+++ Material shown +++
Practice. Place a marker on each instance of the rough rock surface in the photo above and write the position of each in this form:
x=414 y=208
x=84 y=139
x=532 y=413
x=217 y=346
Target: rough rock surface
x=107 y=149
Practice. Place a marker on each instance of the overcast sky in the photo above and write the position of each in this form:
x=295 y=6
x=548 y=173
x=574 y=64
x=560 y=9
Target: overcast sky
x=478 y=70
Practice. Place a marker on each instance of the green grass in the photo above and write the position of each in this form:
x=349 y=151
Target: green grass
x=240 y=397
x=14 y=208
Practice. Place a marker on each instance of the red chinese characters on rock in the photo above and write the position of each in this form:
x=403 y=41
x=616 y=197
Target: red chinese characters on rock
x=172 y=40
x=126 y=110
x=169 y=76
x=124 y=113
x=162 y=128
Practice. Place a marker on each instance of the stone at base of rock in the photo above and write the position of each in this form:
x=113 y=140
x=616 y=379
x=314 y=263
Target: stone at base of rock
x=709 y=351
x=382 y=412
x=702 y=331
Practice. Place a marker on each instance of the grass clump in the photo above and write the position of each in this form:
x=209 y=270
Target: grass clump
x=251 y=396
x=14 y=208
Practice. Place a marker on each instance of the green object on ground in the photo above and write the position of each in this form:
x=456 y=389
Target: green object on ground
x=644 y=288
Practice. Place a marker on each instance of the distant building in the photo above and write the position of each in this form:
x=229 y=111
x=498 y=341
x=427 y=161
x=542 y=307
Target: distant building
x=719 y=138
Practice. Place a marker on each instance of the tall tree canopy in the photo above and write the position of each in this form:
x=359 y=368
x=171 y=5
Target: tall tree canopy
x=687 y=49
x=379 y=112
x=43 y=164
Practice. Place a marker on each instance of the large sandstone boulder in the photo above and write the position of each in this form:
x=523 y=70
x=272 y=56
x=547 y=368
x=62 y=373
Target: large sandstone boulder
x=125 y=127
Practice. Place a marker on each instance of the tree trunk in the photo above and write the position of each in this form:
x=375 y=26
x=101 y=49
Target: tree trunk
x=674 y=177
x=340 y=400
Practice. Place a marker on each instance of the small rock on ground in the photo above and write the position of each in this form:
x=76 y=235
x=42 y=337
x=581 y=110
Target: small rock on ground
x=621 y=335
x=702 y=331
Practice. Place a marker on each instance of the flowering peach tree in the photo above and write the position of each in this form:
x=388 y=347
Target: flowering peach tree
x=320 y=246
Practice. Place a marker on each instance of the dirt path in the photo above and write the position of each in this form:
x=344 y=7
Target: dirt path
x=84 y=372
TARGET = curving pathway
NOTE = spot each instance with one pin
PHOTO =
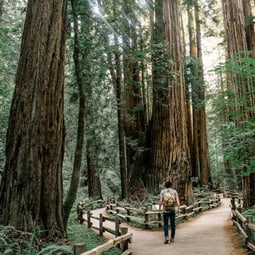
+++
* Written request *
Find every line in the records above that contains the word "canopy" and copy each of those lines.

* The output *
Practice. Place a marker on each instance of the tall tree canopy in the photo above and write the position of each in this form:
Target: tall tree canopy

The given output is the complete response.